Task description → Please turn the listing below into a Markdown table with the columns Row and Line, giving each non-blank line its own numbered row. Leave the pictures out of the table.

Data in this exercise →
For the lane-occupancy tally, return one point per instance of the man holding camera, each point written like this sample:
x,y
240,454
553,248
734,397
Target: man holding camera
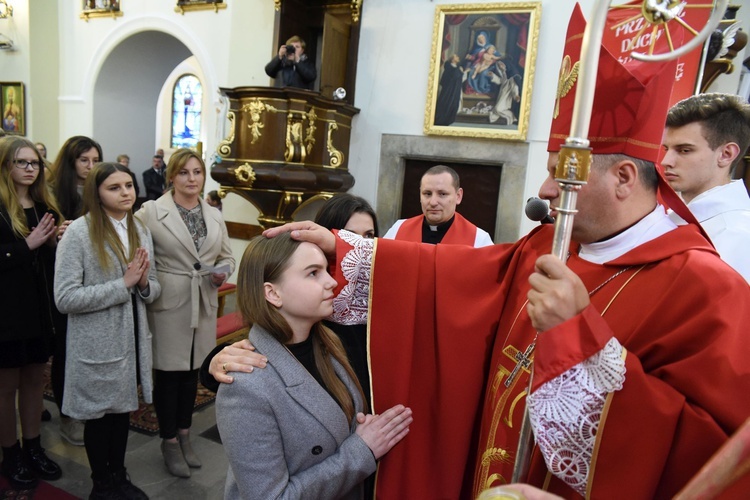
x,y
295,68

Full solution →
| Row | Line |
|---|---|
| 1 | For the lane-occupancy tally, return one point per instance of the man holding camera, each point written like this sample: |
| 2 | x,y |
| 3 | 240,454 |
| 4 | 553,248 |
| 5 | 734,397 |
| 6 | Target: man holding camera |
| 7 | x,y |
| 8 | 295,68 |